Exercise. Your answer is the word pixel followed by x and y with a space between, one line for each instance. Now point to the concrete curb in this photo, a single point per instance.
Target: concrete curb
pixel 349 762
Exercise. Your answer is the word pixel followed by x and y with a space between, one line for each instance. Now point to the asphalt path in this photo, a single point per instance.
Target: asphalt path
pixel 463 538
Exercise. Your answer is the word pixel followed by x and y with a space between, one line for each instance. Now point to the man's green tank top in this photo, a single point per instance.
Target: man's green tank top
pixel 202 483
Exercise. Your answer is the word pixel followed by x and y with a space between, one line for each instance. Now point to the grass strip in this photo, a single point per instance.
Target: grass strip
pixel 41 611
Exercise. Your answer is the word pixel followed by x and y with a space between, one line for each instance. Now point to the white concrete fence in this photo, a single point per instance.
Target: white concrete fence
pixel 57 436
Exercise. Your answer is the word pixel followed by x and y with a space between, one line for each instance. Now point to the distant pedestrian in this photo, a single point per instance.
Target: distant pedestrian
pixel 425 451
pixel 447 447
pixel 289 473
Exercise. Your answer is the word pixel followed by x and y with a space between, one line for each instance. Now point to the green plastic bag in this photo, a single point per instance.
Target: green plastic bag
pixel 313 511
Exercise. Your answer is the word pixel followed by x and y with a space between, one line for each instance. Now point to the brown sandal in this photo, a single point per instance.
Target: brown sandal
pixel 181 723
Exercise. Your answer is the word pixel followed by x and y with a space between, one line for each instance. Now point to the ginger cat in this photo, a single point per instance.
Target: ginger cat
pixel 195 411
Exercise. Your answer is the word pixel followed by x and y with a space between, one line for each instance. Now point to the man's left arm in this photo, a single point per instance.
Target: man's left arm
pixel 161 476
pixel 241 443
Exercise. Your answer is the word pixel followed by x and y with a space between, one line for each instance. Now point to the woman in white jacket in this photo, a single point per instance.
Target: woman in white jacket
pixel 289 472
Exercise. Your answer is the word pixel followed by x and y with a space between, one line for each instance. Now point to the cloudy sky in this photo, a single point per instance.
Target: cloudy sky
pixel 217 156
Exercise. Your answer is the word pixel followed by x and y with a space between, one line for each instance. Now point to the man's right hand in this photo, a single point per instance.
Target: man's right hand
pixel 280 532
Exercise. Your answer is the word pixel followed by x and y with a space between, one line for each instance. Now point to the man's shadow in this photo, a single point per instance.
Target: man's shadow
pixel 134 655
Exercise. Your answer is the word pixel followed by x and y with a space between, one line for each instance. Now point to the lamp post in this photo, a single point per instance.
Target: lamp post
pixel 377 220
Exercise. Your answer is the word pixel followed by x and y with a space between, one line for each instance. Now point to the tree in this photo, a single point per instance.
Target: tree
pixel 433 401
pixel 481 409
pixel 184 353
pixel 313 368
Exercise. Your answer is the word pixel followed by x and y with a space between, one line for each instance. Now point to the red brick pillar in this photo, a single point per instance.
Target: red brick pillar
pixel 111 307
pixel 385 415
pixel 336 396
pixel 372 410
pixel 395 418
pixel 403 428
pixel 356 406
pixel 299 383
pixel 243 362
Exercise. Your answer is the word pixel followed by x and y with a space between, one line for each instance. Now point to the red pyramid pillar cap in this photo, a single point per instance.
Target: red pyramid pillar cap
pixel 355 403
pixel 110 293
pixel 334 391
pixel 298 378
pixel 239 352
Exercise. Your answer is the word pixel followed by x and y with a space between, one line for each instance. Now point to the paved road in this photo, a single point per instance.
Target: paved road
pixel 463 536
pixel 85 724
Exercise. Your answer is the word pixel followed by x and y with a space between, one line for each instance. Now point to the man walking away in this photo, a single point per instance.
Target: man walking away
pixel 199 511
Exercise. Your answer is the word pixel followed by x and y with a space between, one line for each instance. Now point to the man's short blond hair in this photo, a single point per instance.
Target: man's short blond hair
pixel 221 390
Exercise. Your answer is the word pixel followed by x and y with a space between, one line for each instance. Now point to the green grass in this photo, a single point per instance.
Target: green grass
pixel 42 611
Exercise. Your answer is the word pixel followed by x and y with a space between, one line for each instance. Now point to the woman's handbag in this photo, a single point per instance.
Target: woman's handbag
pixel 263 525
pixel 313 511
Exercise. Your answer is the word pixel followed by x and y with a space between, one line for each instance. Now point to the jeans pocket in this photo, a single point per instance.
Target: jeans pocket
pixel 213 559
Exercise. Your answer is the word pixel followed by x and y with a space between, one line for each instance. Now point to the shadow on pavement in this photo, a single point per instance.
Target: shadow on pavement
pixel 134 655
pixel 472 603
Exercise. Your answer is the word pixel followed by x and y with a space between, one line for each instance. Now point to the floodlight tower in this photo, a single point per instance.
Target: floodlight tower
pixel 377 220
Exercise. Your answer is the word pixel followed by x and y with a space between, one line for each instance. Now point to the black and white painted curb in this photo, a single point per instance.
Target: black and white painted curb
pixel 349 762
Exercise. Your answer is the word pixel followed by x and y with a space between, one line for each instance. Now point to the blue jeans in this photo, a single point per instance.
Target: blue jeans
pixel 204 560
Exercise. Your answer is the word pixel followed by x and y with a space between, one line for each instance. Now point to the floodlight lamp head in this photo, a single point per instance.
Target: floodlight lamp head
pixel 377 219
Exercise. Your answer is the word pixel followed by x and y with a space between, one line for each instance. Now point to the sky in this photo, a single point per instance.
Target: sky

##############################

→ **Problem statement**
Output exactly the lines from the one containing "to the shadow" through the last line of the entries, both ends included.

→ **Answer to the task**
Exercise. Your answer is the word pixel followed by x and y with a space between, one line for each instance. Now point to the shadow on pavement in this photo, a single point per instance.
Target: shadow on pavement
pixel 134 655
pixel 472 603
Exercise. Your answer is the word pixel followed by x and y with a space between, one line for each instance. Now point to the floodlight tower in this photo, a single point per instance.
Target: floodlight tower
pixel 377 220
Exercise. Your answer is the word pixel followed by x and y with a space between, one line for each instance. Now point to the black and white painted curb in this photo, a single point per instance.
Target: black and white painted curb
pixel 349 762
Exercise. Your answer is the word pixel followed by x and y with a space between, one line for each instance. Now point to the blue jeans in this photo, a single point per instance.
Target: blue jeans
pixel 204 560
Exercise. Your answer is the word pixel followed by x and y with a space between, one line for each instance. Now point to the floodlight lamp head in this photo, a single point per instance.
Target: floodlight lamp head
pixel 377 219
Exercise. Your answer is the word pixel followed by x and y with a space between, one line for each instance. Now point to the sky in this photo, a single point per instance.
Target: sky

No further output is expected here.